— BEGIN —
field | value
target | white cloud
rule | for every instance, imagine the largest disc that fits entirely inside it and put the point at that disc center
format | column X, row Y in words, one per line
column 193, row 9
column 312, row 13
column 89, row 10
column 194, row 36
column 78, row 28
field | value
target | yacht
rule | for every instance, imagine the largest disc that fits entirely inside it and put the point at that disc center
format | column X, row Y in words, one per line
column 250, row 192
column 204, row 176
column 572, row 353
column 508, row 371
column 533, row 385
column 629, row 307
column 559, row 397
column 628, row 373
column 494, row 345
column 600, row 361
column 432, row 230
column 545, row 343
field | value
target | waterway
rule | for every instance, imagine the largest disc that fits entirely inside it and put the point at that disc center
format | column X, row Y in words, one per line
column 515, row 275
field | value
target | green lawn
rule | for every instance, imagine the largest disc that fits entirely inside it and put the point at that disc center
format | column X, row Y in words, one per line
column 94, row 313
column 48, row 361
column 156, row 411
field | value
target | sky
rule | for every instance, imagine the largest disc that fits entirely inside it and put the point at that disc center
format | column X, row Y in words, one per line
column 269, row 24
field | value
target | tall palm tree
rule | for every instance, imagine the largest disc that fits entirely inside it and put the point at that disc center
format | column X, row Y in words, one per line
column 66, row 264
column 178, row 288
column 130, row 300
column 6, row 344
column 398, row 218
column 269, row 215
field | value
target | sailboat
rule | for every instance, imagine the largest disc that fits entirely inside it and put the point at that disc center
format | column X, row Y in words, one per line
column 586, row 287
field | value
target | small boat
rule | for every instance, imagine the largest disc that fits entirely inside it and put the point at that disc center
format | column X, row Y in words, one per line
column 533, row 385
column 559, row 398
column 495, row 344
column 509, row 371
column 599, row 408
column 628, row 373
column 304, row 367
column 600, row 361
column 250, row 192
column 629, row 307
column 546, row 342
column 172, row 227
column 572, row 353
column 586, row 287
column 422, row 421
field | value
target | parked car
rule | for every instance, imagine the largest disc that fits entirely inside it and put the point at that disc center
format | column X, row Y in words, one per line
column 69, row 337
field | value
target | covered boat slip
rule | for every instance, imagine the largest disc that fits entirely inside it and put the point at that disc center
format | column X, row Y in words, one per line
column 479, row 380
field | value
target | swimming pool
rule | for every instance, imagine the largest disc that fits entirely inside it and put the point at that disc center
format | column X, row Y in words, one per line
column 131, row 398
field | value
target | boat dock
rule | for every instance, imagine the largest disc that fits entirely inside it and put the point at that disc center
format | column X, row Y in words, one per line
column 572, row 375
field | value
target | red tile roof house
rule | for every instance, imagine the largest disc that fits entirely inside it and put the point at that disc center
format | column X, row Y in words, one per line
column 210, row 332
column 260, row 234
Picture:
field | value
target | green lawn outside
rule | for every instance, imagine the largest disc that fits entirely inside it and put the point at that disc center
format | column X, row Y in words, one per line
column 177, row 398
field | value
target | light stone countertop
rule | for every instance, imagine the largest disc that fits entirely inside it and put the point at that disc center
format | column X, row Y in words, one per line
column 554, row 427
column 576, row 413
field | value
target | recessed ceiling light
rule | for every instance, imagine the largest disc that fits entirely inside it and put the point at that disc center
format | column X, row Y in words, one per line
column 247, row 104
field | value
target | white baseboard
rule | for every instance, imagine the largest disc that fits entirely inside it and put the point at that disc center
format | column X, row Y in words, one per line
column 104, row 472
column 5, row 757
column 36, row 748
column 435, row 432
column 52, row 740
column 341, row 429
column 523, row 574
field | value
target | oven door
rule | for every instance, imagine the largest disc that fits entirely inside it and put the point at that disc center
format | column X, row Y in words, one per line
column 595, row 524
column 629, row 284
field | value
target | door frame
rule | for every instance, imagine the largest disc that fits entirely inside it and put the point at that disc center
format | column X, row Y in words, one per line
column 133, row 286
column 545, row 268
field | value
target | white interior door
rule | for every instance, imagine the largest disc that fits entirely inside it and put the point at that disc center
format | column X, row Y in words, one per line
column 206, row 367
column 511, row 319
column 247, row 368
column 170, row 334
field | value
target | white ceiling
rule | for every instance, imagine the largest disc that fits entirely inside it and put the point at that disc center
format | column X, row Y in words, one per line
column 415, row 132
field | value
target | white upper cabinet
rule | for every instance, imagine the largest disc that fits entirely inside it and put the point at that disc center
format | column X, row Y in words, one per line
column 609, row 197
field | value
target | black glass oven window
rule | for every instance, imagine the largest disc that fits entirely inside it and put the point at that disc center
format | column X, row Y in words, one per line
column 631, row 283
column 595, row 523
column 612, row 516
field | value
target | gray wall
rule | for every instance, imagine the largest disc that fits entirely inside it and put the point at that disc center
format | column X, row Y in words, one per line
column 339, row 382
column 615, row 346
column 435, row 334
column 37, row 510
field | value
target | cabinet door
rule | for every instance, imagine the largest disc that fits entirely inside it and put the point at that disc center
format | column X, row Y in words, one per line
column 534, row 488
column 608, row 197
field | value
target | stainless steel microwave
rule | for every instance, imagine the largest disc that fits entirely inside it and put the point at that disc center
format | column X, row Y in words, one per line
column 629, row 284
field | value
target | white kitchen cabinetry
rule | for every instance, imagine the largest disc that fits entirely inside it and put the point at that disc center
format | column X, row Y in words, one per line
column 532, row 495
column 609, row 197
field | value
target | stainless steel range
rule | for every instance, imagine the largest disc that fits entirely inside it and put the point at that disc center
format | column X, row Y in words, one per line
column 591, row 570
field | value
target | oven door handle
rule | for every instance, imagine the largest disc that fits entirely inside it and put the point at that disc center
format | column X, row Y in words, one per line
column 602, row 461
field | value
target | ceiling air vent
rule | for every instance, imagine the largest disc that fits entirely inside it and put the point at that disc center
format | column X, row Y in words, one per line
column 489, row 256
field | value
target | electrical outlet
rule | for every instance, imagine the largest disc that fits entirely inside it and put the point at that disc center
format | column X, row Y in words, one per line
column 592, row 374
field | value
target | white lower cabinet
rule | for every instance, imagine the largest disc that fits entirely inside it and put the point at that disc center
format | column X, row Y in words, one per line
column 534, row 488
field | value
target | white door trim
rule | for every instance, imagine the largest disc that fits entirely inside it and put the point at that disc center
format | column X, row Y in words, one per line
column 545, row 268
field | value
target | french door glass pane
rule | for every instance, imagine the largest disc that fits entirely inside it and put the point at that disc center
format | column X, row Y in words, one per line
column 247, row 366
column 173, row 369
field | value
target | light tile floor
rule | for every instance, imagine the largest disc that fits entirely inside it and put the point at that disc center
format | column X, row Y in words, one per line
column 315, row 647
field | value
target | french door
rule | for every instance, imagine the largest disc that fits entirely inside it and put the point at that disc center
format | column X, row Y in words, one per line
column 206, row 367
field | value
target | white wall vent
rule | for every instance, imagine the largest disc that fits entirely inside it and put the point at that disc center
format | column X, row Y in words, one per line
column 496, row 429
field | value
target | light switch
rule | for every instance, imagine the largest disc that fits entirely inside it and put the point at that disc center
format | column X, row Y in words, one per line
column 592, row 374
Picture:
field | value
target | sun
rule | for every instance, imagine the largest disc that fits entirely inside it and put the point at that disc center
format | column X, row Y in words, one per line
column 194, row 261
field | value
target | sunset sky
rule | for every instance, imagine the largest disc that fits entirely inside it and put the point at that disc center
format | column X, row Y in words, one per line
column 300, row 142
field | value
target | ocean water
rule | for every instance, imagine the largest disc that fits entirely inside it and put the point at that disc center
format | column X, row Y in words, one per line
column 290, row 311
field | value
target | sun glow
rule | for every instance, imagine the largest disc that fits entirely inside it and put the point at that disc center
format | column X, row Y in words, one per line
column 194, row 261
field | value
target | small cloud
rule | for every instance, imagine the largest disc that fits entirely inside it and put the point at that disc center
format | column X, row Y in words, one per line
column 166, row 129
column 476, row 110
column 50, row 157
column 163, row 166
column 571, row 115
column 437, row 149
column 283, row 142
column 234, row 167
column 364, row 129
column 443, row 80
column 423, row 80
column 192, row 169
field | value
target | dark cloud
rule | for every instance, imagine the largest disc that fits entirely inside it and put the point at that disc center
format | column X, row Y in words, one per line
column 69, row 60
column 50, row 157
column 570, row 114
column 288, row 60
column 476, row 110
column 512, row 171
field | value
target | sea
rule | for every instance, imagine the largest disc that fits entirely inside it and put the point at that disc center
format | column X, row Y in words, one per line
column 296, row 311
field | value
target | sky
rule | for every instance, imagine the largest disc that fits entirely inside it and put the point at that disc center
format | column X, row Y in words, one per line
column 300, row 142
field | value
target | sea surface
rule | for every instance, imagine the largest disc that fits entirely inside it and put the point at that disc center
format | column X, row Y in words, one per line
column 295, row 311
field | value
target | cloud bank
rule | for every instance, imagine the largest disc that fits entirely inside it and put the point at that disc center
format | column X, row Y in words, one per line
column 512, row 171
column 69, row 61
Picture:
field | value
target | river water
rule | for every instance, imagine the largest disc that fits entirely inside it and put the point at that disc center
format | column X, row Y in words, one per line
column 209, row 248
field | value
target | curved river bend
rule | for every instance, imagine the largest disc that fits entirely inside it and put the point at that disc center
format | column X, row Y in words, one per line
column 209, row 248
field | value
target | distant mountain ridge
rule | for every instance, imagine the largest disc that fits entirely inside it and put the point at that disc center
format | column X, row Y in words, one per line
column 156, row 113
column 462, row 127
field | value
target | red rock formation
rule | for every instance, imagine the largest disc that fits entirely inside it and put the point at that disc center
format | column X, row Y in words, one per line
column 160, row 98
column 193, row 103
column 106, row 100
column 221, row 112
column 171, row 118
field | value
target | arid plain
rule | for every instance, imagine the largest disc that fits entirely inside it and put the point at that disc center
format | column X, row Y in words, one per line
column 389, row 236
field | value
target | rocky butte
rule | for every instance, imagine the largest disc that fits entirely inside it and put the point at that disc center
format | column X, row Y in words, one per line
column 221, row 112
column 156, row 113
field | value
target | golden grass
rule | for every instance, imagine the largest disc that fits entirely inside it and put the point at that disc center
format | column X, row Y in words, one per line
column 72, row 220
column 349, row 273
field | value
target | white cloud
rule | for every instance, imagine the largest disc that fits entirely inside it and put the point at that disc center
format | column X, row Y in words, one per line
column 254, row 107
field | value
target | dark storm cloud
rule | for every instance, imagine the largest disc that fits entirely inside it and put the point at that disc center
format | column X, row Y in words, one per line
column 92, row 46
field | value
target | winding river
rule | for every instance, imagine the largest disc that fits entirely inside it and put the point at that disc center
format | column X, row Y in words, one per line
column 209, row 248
— END —
> **Task to complete**
Change "disc" to "circle" in the material, starting with its first line and going on through the line containing "column 545, row 343". Give those lines again, both ends included, with nothing else altered.

> **Answer in full**
field | value
target | white cloud
rule | for every instance, imagine the largest circle that fits entirely inside it and put the point at that circle center
format | column X, row Y in words, one per line
column 193, row 9
column 312, row 13
column 89, row 10
column 194, row 36
column 78, row 28
field | value
target | yacht
rule | for every instance, imagine the largest circle that fits entirely inside it and put the point at that circle center
format | column X, row Y in words, one per line
column 250, row 192
column 204, row 176
column 572, row 353
column 508, row 371
column 533, row 385
column 629, row 307
column 559, row 397
column 628, row 373
column 494, row 345
column 600, row 361
column 432, row 230
column 545, row 343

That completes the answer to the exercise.